_WHAT TO DO_
**A.** According to the passage on vaccine research, what reductions in malaria cases did the GlaxoSmithKline trial show?
**B.** Write what comes next in the passage on vaccine research, picking up after its final sentence.

_SUPPLIED TEXT_
== == ==
Vaccines are continually undergoing research and development, and the search to cure even more pernicious diseases continues apace. GlaxoSmithKline is currently working towards regulatory approval for its first malaria vaccine after a trial that showed a drop in cases by 25% in infants and 50% in older babies. HIV vaccines are shifting gear, with two recent studies finding 100% protection in monkeys with an experimental drug that may yet go into the human trial phase.

“Research and development is a massive field, which has probably been biased in the past towards first-world illnesses. However, with the involvement of the world’s largest philanthropic groups, many of those with relevance to the third world are being challenged,” says Peter Schmidt, director of the neonatal intensive care unit at Gold Coast University Hospital in Australia. Schmidt believes that the next 20 years will see advancements in vaccinations for these complex illnesses that could include hepatitis C, hookworm, HIV and malaria. Vaccinations are not exclusively the domain of the young — they are also a fundamental part of travel, work and pleasure.
== == ==
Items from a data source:
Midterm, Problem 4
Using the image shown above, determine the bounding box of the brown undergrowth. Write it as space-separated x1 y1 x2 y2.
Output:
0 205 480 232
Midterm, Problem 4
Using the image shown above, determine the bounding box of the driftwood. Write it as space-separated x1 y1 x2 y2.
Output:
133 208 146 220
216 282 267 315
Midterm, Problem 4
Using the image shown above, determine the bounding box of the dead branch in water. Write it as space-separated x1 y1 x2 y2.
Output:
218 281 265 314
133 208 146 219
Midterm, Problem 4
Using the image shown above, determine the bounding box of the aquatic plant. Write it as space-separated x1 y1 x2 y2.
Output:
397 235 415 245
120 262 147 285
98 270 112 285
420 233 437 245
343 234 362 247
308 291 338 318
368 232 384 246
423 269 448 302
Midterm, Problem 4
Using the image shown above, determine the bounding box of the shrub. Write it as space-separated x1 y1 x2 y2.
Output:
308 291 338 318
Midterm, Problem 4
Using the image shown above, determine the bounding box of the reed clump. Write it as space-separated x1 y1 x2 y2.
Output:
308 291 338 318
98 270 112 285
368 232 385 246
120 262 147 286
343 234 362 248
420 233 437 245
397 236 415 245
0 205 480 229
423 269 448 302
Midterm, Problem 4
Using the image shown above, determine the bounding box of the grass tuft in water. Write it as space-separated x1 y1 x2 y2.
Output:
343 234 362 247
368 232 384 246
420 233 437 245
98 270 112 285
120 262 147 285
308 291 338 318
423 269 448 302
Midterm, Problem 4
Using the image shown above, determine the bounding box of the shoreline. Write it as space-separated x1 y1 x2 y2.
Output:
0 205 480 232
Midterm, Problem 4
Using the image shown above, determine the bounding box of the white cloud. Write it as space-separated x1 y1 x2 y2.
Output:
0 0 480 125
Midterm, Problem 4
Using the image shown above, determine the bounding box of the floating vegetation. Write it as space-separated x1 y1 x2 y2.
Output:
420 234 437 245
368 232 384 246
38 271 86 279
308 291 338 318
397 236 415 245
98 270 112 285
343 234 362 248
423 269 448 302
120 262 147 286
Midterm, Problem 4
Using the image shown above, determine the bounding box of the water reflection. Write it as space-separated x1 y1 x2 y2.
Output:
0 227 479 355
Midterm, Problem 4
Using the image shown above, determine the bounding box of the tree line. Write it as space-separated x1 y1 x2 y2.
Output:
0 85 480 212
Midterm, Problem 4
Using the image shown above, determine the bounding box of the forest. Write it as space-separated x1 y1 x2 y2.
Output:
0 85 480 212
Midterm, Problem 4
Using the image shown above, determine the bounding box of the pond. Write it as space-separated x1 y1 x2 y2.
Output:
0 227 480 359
== == ==
_NUMBERED RESPONSES_
**A.** Cases dropped by 25% in infants and 50% in older babies.

**B.**
People who travel abroad need to consider the health risks that exist on the other side of the border. It’s an issue that’s gained plenty of traction as the Ebola virus moves across West Africa. “If a traveller arrives at an airport without their vaccination certificate, they may face time in quarantine or be forced to have an injection administered on the spot,” says Andrew Stark, general manager at travel company Flight Centre.

“Often business travellers may be at higher risk due to the destinations they fly to, and we are seeing a rise in business travel to destinations in Africa.”

According to Stark, South Africa has its own strict rules that expect, for example, a traveller to have had a yellow fever vaccine when returning from a high-risk country. Dr James Hubbard, a US-based family doctor and author of Living Ready Pocket Manual: First Aid, a book on survival medicine, says: “Don’t forget basic precautions such as hand-washing. Even if you’re vaccinated against a disease, that doesn’t mean you are 100% immune. All travellers should make sure they’re up [to date] on their basic vaccines and on the recommended time intervals before boosters.”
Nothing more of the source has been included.